▶ [TO BE DONE]: Return the lines beginning at the one that contains "point: white blossom" and running to the end of the records, exactly and with nothing else. Omit pictures.

▶ [RAW DATA]:
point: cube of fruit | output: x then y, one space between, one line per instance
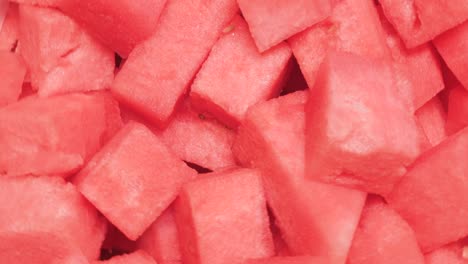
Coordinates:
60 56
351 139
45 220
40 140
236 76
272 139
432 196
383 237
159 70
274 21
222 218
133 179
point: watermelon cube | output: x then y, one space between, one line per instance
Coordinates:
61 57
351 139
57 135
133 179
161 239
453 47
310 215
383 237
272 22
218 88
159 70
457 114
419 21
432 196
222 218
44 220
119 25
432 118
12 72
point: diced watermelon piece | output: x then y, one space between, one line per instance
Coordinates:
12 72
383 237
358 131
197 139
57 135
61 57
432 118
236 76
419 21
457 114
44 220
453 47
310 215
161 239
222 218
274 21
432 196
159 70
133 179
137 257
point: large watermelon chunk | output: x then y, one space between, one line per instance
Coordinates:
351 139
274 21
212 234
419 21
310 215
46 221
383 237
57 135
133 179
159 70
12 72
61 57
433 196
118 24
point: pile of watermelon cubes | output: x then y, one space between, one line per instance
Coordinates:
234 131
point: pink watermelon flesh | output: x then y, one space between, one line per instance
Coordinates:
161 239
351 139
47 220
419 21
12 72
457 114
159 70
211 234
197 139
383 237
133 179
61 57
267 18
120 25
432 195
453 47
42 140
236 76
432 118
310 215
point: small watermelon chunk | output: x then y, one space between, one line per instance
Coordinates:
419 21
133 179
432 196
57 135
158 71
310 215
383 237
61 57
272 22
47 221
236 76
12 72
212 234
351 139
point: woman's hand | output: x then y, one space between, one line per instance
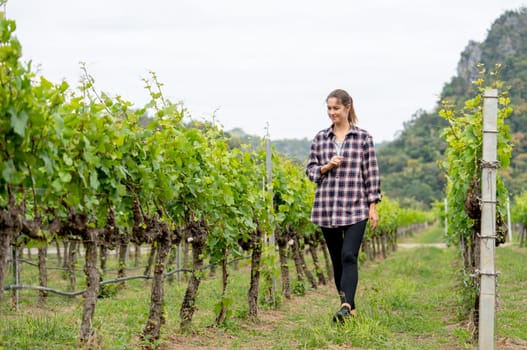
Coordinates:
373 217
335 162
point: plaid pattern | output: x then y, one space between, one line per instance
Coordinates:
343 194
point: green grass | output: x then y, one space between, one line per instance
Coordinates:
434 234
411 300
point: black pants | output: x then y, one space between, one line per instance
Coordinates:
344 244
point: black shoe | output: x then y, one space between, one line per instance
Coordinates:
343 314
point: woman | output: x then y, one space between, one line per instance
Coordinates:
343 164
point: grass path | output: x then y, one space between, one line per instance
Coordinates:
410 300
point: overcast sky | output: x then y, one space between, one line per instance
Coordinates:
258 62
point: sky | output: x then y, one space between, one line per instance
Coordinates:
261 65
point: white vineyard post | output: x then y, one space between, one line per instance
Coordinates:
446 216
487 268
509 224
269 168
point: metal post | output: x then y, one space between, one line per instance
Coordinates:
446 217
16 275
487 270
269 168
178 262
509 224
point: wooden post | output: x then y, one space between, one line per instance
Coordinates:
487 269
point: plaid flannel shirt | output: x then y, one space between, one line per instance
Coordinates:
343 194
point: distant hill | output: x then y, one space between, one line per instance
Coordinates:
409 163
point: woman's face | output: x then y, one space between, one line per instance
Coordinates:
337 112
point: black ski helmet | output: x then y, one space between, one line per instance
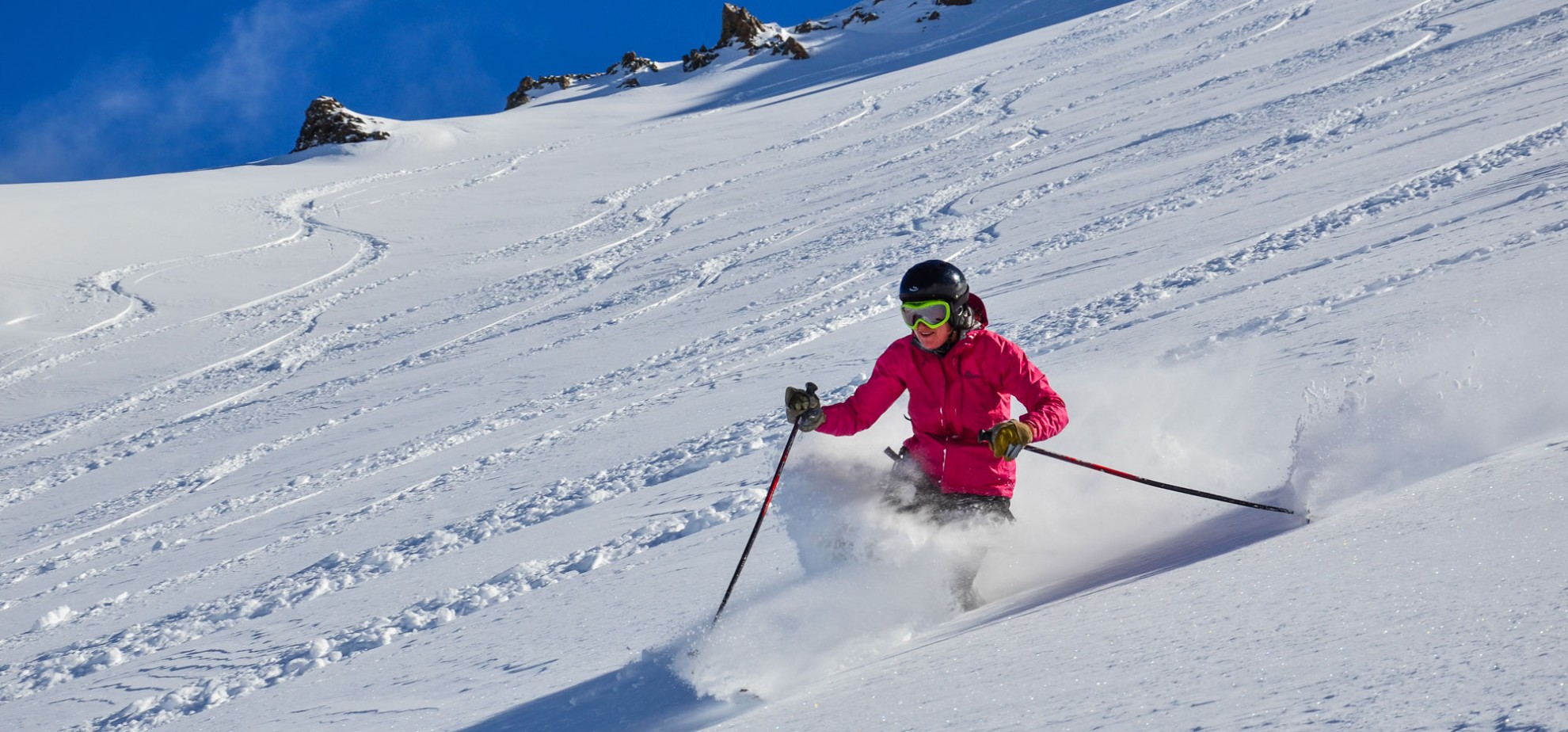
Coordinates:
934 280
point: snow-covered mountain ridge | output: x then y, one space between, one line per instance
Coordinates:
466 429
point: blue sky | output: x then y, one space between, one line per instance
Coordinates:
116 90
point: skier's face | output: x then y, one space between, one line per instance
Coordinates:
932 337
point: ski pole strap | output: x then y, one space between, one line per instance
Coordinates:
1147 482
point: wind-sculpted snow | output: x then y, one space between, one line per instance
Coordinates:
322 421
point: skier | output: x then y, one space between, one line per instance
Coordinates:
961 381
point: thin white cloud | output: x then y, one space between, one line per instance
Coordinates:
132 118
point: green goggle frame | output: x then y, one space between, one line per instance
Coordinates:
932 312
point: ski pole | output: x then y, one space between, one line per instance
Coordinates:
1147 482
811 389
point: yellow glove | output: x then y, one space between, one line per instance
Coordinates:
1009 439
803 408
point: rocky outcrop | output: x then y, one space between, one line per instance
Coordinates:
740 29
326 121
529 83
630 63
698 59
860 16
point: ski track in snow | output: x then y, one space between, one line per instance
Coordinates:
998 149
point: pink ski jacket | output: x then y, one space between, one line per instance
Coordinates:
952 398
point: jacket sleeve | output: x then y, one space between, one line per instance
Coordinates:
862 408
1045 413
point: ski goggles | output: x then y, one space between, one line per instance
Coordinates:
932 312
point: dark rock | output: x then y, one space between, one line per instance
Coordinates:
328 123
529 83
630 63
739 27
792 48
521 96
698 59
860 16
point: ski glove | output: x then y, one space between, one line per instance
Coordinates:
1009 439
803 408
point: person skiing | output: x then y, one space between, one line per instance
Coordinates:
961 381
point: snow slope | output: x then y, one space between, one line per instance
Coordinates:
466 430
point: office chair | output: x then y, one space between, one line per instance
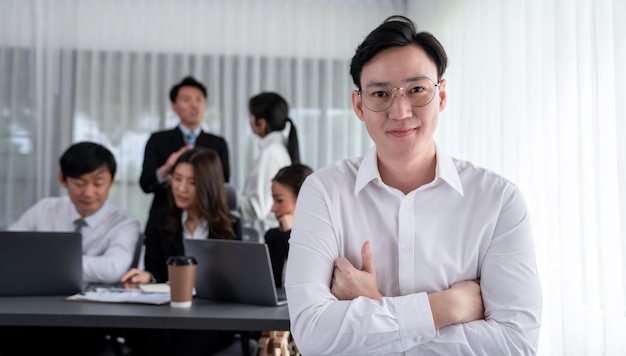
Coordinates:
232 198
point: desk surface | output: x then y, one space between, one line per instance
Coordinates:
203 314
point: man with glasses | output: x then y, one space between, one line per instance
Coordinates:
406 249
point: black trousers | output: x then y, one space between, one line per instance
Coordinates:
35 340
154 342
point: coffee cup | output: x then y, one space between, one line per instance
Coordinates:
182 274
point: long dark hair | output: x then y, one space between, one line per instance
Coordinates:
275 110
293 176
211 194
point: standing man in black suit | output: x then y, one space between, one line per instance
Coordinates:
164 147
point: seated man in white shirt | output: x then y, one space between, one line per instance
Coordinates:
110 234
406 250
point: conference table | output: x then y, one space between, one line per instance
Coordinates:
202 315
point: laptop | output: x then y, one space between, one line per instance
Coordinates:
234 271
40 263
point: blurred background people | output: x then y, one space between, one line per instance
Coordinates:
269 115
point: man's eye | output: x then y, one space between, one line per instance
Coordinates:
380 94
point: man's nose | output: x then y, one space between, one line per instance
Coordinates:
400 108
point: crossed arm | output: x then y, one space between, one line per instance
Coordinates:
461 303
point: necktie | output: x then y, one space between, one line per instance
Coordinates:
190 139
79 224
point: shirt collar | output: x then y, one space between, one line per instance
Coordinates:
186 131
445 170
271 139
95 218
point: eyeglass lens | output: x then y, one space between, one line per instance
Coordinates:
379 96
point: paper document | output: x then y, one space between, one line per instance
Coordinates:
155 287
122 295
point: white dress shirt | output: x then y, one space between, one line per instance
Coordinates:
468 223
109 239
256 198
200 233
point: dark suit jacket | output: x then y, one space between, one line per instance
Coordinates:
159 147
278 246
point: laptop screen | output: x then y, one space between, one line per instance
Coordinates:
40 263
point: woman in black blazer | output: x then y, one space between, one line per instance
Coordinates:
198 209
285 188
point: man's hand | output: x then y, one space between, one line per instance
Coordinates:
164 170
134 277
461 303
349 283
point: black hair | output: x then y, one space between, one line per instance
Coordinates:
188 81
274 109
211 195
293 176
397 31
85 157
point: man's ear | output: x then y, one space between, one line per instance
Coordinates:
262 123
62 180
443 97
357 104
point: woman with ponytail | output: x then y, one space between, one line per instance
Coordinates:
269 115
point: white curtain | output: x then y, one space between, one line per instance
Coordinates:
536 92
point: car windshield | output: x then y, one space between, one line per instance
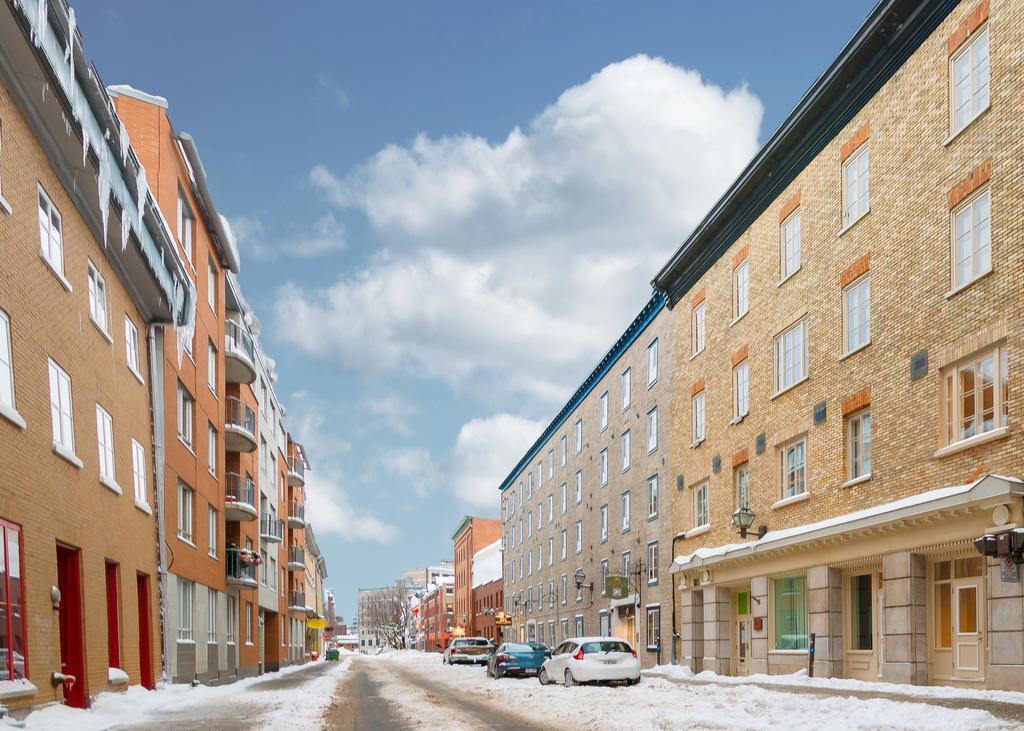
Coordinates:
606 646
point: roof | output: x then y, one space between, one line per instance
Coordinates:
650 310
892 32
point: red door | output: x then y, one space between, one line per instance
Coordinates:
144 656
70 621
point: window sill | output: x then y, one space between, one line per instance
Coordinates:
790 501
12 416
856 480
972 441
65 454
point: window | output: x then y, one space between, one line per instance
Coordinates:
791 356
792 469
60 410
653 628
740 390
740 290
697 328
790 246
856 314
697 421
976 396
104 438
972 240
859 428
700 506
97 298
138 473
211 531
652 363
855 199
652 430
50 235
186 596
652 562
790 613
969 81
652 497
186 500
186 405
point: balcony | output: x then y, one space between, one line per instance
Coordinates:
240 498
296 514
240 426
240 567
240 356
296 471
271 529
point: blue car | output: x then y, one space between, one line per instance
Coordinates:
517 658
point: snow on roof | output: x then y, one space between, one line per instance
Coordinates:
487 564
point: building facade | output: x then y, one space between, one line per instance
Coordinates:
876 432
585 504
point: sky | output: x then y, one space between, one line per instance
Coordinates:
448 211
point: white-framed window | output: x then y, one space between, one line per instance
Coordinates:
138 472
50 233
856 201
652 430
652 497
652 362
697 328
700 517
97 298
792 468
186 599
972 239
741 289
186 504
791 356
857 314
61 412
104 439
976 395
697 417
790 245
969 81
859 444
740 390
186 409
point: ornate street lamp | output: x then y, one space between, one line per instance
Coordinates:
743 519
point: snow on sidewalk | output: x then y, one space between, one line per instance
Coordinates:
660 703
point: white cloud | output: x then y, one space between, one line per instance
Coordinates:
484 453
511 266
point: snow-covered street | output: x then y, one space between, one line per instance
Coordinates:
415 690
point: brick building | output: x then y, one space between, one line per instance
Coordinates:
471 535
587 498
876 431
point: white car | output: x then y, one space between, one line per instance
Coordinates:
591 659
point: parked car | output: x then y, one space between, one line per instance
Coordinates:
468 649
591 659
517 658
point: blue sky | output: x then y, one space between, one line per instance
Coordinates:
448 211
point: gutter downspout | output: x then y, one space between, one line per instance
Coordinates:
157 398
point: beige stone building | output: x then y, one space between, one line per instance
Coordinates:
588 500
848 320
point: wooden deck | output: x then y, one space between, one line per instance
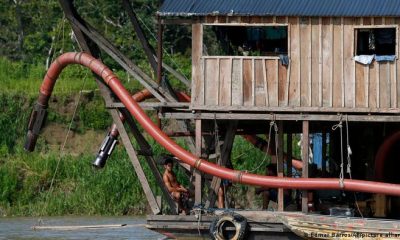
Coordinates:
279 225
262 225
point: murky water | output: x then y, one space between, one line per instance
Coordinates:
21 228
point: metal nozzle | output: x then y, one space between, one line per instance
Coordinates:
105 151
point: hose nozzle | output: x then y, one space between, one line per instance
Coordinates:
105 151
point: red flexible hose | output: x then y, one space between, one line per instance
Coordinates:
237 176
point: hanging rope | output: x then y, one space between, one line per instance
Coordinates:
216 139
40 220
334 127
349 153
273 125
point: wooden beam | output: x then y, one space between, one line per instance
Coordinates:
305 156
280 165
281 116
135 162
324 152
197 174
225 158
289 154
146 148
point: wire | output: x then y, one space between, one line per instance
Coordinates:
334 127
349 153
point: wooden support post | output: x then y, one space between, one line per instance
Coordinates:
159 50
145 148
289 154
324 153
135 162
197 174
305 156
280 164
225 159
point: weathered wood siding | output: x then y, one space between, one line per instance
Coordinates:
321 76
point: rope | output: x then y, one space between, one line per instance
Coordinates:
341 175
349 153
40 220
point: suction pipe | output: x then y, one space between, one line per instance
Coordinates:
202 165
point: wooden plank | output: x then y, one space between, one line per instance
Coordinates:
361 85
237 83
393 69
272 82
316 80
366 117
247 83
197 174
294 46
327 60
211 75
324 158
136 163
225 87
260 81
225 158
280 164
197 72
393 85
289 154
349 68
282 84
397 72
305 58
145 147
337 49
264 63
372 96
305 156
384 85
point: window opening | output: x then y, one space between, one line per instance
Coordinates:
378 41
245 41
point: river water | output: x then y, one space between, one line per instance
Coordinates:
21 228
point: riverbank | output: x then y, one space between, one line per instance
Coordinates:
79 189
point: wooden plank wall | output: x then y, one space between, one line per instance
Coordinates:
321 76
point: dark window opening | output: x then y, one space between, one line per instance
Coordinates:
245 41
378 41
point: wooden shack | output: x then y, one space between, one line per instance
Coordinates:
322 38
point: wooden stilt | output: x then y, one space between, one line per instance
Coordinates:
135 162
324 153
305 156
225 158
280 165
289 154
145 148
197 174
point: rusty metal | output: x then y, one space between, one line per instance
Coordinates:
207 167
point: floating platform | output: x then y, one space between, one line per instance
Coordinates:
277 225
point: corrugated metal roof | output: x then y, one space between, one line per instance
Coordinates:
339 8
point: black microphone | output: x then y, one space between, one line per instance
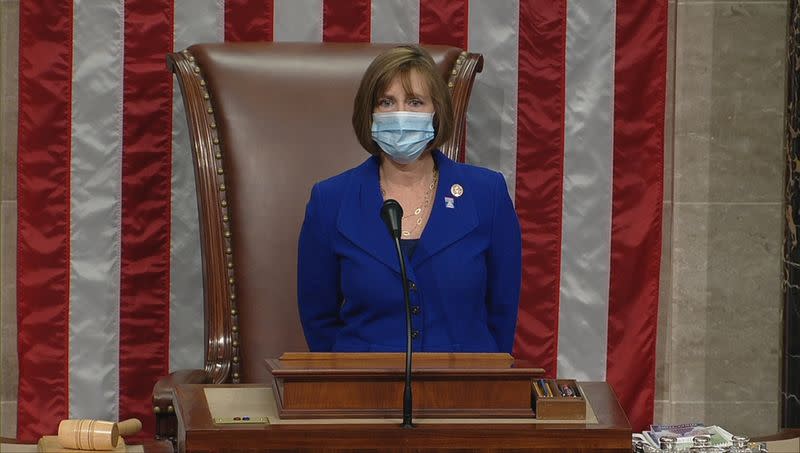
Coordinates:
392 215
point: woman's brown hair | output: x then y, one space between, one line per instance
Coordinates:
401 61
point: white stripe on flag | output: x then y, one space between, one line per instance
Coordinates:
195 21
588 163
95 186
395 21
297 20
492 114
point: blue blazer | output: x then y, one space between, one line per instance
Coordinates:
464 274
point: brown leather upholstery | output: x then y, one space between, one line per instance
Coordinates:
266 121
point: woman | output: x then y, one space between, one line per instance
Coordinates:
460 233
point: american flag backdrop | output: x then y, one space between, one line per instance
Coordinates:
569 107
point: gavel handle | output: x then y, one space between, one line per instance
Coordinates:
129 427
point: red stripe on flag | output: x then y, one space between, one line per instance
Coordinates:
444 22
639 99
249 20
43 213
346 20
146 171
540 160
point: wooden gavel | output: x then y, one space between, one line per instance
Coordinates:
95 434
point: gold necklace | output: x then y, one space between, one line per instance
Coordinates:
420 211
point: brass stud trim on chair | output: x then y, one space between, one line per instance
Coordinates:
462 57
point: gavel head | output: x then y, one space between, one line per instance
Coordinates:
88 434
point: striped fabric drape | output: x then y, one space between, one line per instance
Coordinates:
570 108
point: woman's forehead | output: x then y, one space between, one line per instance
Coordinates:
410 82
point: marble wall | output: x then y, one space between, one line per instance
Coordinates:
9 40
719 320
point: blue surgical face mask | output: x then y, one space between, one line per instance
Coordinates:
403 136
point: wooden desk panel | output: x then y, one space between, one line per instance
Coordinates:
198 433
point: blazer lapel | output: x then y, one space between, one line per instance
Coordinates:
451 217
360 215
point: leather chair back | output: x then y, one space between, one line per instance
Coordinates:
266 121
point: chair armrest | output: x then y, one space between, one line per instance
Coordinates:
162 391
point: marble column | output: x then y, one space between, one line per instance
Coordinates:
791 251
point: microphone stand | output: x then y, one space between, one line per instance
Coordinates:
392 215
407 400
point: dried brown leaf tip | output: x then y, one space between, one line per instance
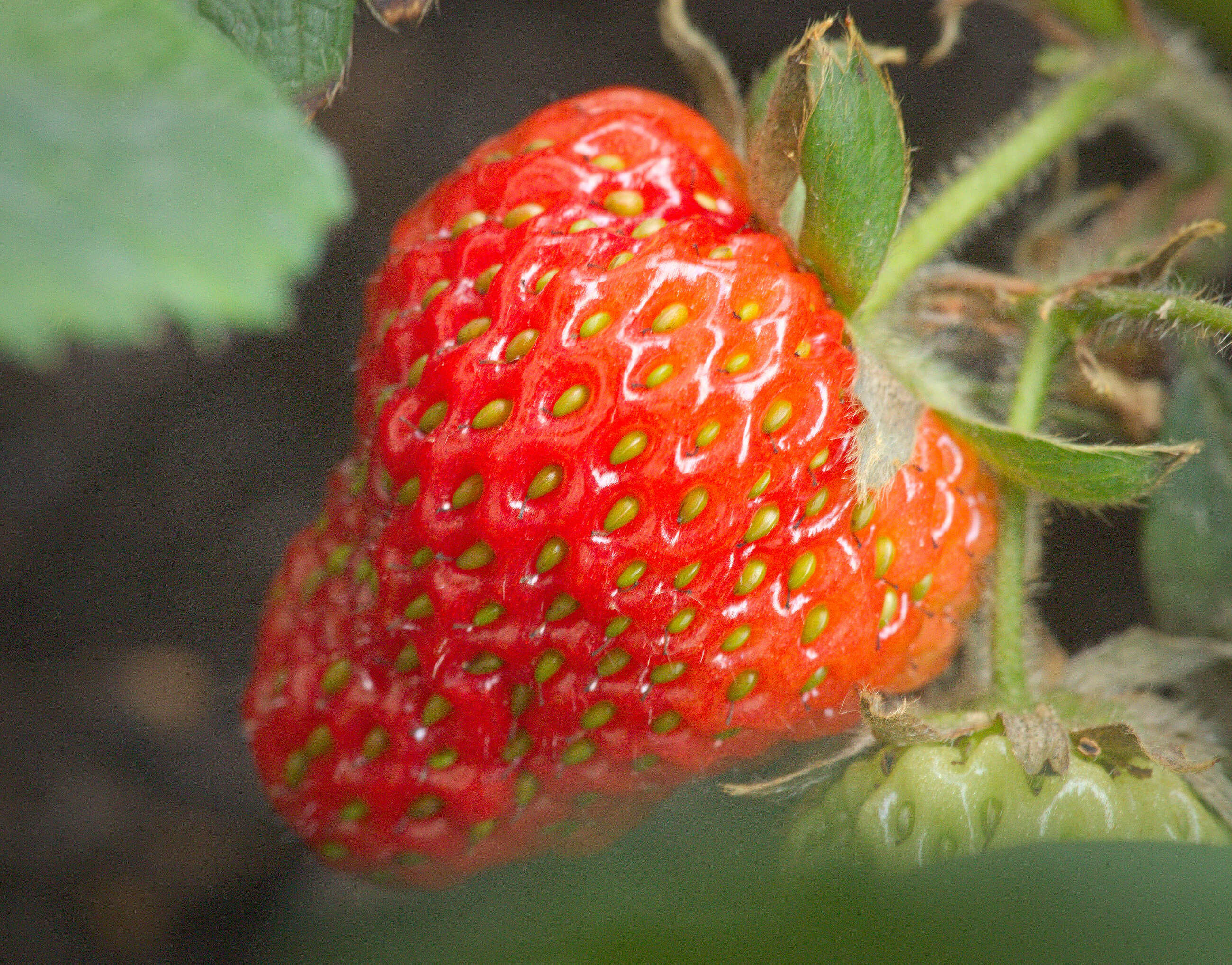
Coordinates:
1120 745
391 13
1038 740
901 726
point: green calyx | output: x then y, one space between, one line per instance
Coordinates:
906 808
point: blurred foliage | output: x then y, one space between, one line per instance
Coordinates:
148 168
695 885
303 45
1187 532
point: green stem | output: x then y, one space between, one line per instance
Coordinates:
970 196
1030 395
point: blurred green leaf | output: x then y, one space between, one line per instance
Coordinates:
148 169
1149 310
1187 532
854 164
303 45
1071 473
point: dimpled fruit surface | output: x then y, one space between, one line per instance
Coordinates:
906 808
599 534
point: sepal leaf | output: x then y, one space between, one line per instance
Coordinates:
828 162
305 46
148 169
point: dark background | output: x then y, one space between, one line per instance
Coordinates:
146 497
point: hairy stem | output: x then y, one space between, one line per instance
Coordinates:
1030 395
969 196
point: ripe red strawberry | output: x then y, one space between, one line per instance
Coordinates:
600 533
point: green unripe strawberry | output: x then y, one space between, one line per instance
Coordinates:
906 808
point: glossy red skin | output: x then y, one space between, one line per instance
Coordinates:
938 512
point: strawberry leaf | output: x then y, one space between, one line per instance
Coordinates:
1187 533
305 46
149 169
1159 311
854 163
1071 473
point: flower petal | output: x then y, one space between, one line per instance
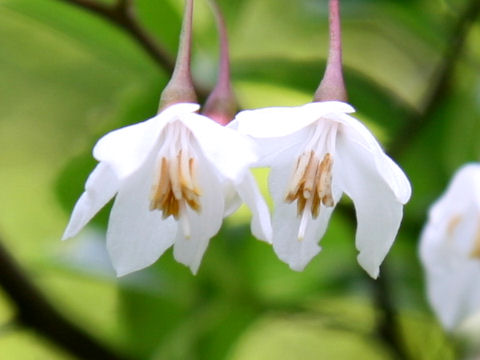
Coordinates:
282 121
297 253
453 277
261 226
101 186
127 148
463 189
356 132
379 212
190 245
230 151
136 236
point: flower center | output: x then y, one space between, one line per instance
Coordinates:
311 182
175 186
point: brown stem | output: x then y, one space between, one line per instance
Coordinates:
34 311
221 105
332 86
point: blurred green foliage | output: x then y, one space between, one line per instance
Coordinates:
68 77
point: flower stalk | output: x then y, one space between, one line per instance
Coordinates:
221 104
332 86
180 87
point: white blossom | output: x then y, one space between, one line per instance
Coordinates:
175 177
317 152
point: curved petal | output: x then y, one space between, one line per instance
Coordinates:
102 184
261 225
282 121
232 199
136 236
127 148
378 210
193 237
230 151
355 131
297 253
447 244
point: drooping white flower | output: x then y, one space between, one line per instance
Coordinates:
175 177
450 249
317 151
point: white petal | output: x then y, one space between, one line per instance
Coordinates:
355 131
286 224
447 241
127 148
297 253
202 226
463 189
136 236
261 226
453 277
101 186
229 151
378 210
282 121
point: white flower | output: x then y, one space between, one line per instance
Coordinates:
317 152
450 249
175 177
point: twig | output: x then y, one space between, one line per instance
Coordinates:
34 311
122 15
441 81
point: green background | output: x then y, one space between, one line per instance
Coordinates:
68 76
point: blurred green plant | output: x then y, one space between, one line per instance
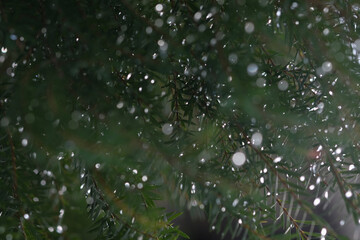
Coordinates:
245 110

▶ [COMPLETE ANSWER]:
point: white blossom | output: x then y, one space between, one line per instance
Coordinates:
175 177
317 152
point: curved petal | output: x then y, one space between, one line per instance
Coordinates:
102 184
261 225
282 121
232 199
136 236
127 148
378 210
193 237
230 151
355 131
297 253
447 244
point: drooping white flower | output: x then y, one space between, one line per instance
Coordinates:
175 177
450 249
317 151
point: white petal | output: x then y, one space between, one line per instance
Coordinates:
355 131
286 224
447 241
127 148
297 253
202 226
463 189
136 236
261 226
453 277
101 186
229 151
378 210
282 121
point: white flower | output: x then y, one space between, one line per instance
Coordinates:
317 152
450 249
175 177
point: twig | output: x then y, one space between, one line per instance
Coordinates:
34 311
122 15
441 81
point: green background | output: x then y, one space between, one line per instance
Coordinates:
68 76
point: blurred green plant | output: x then y, one space between, one line per instance
Coordinates:
245 110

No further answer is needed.